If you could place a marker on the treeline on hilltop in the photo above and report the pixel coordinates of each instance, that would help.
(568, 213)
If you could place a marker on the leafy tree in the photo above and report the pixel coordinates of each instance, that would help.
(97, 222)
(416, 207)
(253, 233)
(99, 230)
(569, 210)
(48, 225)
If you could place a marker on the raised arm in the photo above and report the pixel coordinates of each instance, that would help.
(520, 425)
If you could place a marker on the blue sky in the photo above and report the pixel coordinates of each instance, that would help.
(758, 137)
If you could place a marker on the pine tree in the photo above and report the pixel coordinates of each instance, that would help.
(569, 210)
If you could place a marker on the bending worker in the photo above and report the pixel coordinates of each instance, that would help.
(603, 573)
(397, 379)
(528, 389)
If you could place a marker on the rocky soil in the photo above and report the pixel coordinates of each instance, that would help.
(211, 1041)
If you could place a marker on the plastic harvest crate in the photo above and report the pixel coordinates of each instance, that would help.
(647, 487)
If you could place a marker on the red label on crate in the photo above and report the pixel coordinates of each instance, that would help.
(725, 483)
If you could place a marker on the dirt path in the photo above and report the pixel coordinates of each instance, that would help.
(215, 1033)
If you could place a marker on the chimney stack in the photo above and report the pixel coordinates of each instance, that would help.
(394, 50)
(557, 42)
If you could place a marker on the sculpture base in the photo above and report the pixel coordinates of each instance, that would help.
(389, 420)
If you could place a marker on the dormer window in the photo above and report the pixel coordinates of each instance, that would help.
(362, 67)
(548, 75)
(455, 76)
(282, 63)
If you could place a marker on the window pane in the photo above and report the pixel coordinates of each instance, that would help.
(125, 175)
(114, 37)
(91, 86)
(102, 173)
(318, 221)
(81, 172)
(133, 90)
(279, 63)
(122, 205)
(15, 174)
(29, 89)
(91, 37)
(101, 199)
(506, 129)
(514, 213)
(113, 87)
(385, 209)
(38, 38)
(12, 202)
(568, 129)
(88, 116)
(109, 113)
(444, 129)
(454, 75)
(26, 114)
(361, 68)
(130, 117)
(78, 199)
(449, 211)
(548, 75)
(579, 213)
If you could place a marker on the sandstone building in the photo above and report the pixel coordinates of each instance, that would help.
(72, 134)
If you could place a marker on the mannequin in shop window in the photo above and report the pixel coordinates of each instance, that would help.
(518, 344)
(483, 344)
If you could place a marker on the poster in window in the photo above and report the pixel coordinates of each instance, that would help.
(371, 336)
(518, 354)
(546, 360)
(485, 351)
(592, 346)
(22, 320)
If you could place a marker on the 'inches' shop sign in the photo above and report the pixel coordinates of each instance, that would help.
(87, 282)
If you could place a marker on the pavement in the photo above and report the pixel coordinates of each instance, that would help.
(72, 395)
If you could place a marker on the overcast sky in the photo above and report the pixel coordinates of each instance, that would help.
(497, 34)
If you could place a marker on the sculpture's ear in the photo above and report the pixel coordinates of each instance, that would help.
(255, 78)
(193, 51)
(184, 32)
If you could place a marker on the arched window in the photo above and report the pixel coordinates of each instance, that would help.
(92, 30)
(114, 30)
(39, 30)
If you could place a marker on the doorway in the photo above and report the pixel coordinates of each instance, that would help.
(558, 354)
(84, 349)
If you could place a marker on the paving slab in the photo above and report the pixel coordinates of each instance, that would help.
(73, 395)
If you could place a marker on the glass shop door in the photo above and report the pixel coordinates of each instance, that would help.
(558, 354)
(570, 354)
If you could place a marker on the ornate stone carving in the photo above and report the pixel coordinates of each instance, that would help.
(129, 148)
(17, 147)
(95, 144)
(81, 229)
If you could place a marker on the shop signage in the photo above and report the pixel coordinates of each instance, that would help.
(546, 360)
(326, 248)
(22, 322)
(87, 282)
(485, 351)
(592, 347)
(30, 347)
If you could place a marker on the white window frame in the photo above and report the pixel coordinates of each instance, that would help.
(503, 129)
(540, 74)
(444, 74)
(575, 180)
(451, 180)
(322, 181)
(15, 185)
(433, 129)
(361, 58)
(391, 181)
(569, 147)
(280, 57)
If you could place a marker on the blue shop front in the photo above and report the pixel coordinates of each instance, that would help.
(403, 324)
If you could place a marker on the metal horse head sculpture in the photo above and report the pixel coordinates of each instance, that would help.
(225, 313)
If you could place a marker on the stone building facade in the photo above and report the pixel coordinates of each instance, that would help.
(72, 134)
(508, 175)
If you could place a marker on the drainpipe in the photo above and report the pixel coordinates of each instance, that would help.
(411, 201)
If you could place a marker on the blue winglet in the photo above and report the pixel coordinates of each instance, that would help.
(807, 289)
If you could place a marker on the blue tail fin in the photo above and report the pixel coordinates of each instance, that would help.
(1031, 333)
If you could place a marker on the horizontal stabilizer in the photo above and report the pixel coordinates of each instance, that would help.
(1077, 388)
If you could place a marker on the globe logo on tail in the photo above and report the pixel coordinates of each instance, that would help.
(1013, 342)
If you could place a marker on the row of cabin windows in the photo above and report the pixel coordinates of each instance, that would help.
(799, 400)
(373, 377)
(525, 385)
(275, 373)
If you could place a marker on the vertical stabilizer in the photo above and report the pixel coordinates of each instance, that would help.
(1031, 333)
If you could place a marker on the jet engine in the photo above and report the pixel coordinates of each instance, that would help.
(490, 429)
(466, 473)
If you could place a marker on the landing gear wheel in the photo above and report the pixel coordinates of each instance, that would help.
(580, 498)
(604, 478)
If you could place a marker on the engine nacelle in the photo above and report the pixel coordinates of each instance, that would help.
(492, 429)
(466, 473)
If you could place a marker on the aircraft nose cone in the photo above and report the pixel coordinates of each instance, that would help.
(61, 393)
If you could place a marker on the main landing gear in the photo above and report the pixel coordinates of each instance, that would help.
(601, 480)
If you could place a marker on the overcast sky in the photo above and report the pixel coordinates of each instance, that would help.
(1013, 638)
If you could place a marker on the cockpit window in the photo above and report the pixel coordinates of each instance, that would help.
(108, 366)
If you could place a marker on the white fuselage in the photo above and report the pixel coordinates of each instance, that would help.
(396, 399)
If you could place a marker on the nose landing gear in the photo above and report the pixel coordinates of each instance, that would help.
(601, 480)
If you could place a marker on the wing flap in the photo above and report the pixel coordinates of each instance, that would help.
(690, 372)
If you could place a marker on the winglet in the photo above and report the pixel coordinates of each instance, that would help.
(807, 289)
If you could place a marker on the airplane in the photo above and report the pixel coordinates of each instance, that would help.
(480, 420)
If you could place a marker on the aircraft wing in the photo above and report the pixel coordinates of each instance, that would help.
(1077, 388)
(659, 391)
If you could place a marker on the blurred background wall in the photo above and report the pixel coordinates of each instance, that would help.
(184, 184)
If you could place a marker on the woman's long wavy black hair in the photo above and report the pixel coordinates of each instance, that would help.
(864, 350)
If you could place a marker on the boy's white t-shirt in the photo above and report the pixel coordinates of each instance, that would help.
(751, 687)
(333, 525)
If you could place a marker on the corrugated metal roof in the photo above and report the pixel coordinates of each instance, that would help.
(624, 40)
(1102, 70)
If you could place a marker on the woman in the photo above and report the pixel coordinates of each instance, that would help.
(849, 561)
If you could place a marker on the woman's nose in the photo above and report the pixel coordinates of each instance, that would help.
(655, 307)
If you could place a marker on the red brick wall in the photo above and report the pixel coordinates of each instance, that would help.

▶ **EXERCISE DIRECTIONS**
Turn every item above into a Markdown table with the columns Row and Line, giving each line its own numbered row and leaving out blank lines.

▶ **ANSWER FOR THIS EXERCISE**
| Row | Line |
|---|---|
| 1 | If you could place a marker on the treeline on hilltop in the photo above and report the pixel coordinates of each instance, that would help. |
| 2 | (568, 213) |
| 3 | If you could place a marker on the leafy tree in the photo above and report the pixel coordinates of each instance, that would help. |
| 4 | (97, 222) |
| 5 | (416, 207) |
| 6 | (253, 233) |
| 7 | (99, 230) |
| 8 | (569, 210) |
| 9 | (48, 225) |
| 10 | If you could place a marker on the raised arm in the photo above and report the pixel coordinates of each instance, that would help. |
| 11 | (520, 425) |
| 12 | If you could place a marker on the blue sky in the photo above and report the pixel coordinates of each instance, that would help. |
| 13 | (758, 137) |
| 14 | If you could place a marker on the pine tree in the photo above and report the pixel coordinates of each instance, that would help. |
| 15 | (569, 210) |
| 16 | If you could place a marker on the bending worker in the photo above and report the pixel coordinates of each instance, that would help. |
| 17 | (603, 573) |
| 18 | (397, 379) |
| 19 | (528, 389) |
| 20 | If you could place a marker on the rocky soil in the photo above and report the pixel coordinates of each instance, that would help. |
| 21 | (211, 1041) |
| 22 | If you could place a marker on the plastic harvest crate in the photo above and report the pixel coordinates of each instance, that would help. |
| 23 | (647, 487) |
| 24 | If you could place a marker on the red label on crate in the photo above and report the pixel coordinates of each instance, that would help. |
| 25 | (725, 483) |
| 26 | If you could place a marker on the dirt path in the photo above and report the pixel coordinates of each instance, that would help. |
| 27 | (215, 1033) |
| 28 | If you could place a marker on the chimney stack in the photo above and report the pixel coordinates of each instance, that would help. |
| 29 | (394, 50) |
| 30 | (557, 42) |
| 31 | If you could place a marker on the sculpture base in the photo above and report the pixel coordinates of each instance, that would help. |
| 32 | (389, 420) |
| 33 | If you could place a marker on the dormer window in the photo above and report the pixel coordinates of each instance, that would help. |
| 34 | (362, 67) |
| 35 | (548, 75) |
| 36 | (455, 76) |
| 37 | (282, 63) |
| 38 | If you could place a marker on the window pane in the photo above and report the pixel coordinates of each instance, that would help. |
| 39 | (125, 175) |
| 40 | (114, 37) |
| 41 | (91, 86) |
| 42 | (102, 173) |
| 43 | (318, 221) |
| 44 | (81, 172) |
| 45 | (133, 90) |
| 46 | (279, 63) |
| 47 | (122, 205) |
| 48 | (15, 174) |
| 49 | (29, 89) |
| 50 | (91, 37) |
| 51 | (101, 199) |
| 52 | (506, 129) |
| 53 | (514, 213) |
| 54 | (113, 87) |
| 55 | (385, 209) |
| 56 | (38, 38) |
| 57 | (12, 202) |
| 58 | (568, 129) |
| 59 | (88, 116) |
| 60 | (109, 113) |
| 61 | (444, 129) |
| 62 | (454, 75) |
| 63 | (26, 114) |
| 64 | (361, 68) |
| 65 | (130, 117) |
| 66 | (78, 199) |
| 67 | (449, 211) |
| 68 | (548, 75) |
| 69 | (579, 213) |
| 70 | If you could place a marker on the sandstone building in the photo above and report the pixel coordinates of each instance, that would help. |
| 71 | (72, 134) |
| 72 | If you could place a marker on the mannequin in shop window in the photo above and report the pixel coordinates of each instance, that would help. |
| 73 | (518, 344) |
| 74 | (483, 344) |
| 75 | If you could place a marker on the poster in window in the photo above and report the pixel coordinates of each instance, that would help. |
| 76 | (371, 336) |
| 77 | (518, 354) |
| 78 | (546, 360) |
| 79 | (485, 351) |
| 80 | (592, 346) |
| 81 | (22, 320) |
| 82 | If you could place a marker on the 'inches' shop sign in the photo above and report the pixel coordinates of each instance, that would help. |
| 83 | (87, 282) |
| 84 | If you could place a marker on the pavement in the photo above and report the pixel coordinates of each instance, that would help. |
| 85 | (72, 395) |
| 86 | If you could place a marker on the overcast sky in the photo above and report the pixel coordinates of each instance, that would help. |
| 87 | (497, 34) |
| 88 | If you could place a marker on the sculpture's ear in the photo above and report the pixel coordinates of each instance, that would help. |
| 89 | (255, 78) |
| 90 | (193, 51) |
| 91 | (184, 32) |
| 92 | If you could place a marker on the arched window in the photo above and report the pixel coordinates of each instance, that would help. |
| 93 | (92, 30) |
| 94 | (114, 30) |
| 95 | (39, 30) |
| 96 | If you could place a marker on the doorway in the photo above and report the pixel coordinates of each instance, that would help. |
| 97 | (558, 354) |
| 98 | (84, 349) |
| 99 | If you could place a marker on the paving slab in the photo above and report the pixel coordinates of each instance, that would help. |
| 100 | (73, 395) |
| 101 | If you could place a marker on the glass shop door in the photo above and report the pixel coordinates of each instance, that would help. |
| 102 | (558, 354) |
| 103 | (570, 354) |
| 104 | If you could place a marker on the ornate stone carving in the photo above and report the pixel coordinates of each instance, that would help. |
| 105 | (129, 148) |
| 106 | (17, 147) |
| 107 | (95, 144) |
| 108 | (81, 229) |
| 109 | If you could place a marker on the shop signage in the photo above and report the pixel coordinates of each instance, that would help. |
| 110 | (546, 360) |
| 111 | (326, 248) |
| 112 | (22, 322) |
| 113 | (87, 282) |
| 114 | (485, 351) |
| 115 | (592, 347) |
| 116 | (30, 347) |
| 117 | If you could place a marker on the white window frame in the photo above and report the pixel coordinates of each instance, that would help. |
| 118 | (503, 129) |
| 119 | (540, 74) |
| 120 | (444, 74) |
| 121 | (575, 180) |
| 122 | (451, 180) |
| 123 | (322, 181) |
| 124 | (15, 185) |
| 125 | (433, 129) |
| 126 | (361, 58) |
| 127 | (391, 181) |
| 128 | (569, 147) |
| 129 | (280, 57) |
| 130 | If you could place a marker on the blue shop front in the photo above and report the pixel coordinates of each instance, that would help. |
| 131 | (403, 324) |
| 132 | If you could place a marker on the metal horse head sculpture in the photo above and report the pixel coordinates of each instance, that would help. |
| 133 | (225, 313) |
| 134 | If you could place a marker on the stone building facade in the photo above and report the pixel coordinates of each instance, that would help. |
| 135 | (72, 134) |
| 136 | (508, 175) |
| 137 | If you could place a marker on the drainpipe in the photo above and report the pixel coordinates of each instance, that would help. |
| 138 | (411, 201) |
| 139 | If you could place a marker on the blue winglet in the photo above and report the pixel coordinates of each instance, that would help. |
| 140 | (807, 289) |
| 141 | If you could place a marker on the blue tail fin in the photo above and report the pixel coordinates of each instance, that would help. |
| 142 | (1031, 333) |
| 143 | If you could place a marker on the horizontal stabilizer in the photo above and report the pixel coordinates of each instance, that would help. |
| 144 | (1077, 388) |
| 145 | If you could place a marker on the globe logo on tail in the photo above and report the pixel coordinates of each instance, that would help. |
| 146 | (1013, 342) |
| 147 | If you could place a marker on the row of cabin windows in the photo above and report the pixel coordinates of each instance, that would help. |
| 148 | (799, 400) |
| 149 | (373, 377) |
| 150 | (525, 385) |
| 151 | (275, 373) |
| 152 | If you could place a marker on the vertical stabilizer in the photo above and report the pixel coordinates of each instance, that would help. |
| 153 | (1031, 333) |
| 154 | If you could place a marker on the jet engine in the photo above and report the pixel coordinates of each instance, that would help. |
| 155 | (490, 429) |
| 156 | (466, 473) |
| 157 | If you could place a marker on the landing gear wheel in the photo above and report the pixel coordinates of each instance, that would help. |
| 158 | (580, 498) |
| 159 | (604, 478) |
| 160 | If you could place a marker on the engine nacelle in the photo above and report the pixel coordinates of each instance, that would help. |
| 161 | (492, 429) |
| 162 | (466, 473) |
| 163 | If you could place a marker on the aircraft nose cone in the photo above and report the pixel coordinates of each instance, that would help. |
| 164 | (61, 393) |
| 165 | If you could place a marker on the main landing gear in the photo above and report the pixel coordinates of each instance, that would help. |
| 166 | (601, 480) |
| 167 | If you could place a marker on the overcast sky in the photo above and report the pixel coordinates of each instance, that would help. |
| 168 | (1013, 638) |
| 169 | If you could place a marker on the cockpit window in the photo above and report the pixel coordinates of each instance, that would help. |
| 170 | (108, 366) |
| 171 | If you could place a marker on the white fuselage in the photo above and report the pixel coordinates of each instance, that would help. |
| 172 | (396, 399) |
| 173 | If you could place a marker on the nose landing gear in the photo above and report the pixel coordinates of each instance, that would help. |
| 174 | (601, 480) |
| 175 | If you could place a marker on the wing flap in the photo above and report the pixel coordinates of each instance, that would help. |
| 176 | (690, 372) |
| 177 | If you could place a marker on the winglet in the photo above and report the pixel coordinates of each instance, that would help. |
| 178 | (807, 289) |
| 179 | If you could place a marker on the airplane in the photo above and report the pixel coordinates of each instance, that would help. |
| 180 | (480, 420) |
| 181 | If you could place a marker on the aircraft wing in the photo above and report the pixel coordinates of each instance, that would help. |
| 182 | (1077, 388) |
| 183 | (659, 391) |
| 184 | If you could place a marker on the blurred background wall in the photo above and report the pixel coordinates of each instance, that would help. |
| 185 | (184, 184) |
| 186 | If you could place a marker on the woman's long wavy black hair in the photo above and report the pixel coordinates of each instance, that would help. |
| 187 | (864, 350) |
| 188 | If you could place a marker on the boy's white t-shirt in the photo above and report the pixel coordinates of each instance, that would help. |
| 189 | (751, 687) |
| 190 | (333, 525) |
| 191 | If you could place a marker on the corrugated metal roof in the photo above and report the pixel coordinates of each instance, that would help. |
| 192 | (624, 40) |
| 193 | (1102, 70) |
| 194 | If you could place a marker on the woman in the photo above and report the pixel coordinates of each instance, that would help. |
| 195 | (849, 561) |
| 196 | If you could place a marker on the woman's nose in the photo above and report the pixel coordinates of each instance, that would help. |
| 197 | (655, 307) |
| 198 | If you could place a marker on the red brick wall in the photo above and report the pixel coordinates of each instance, that would help. |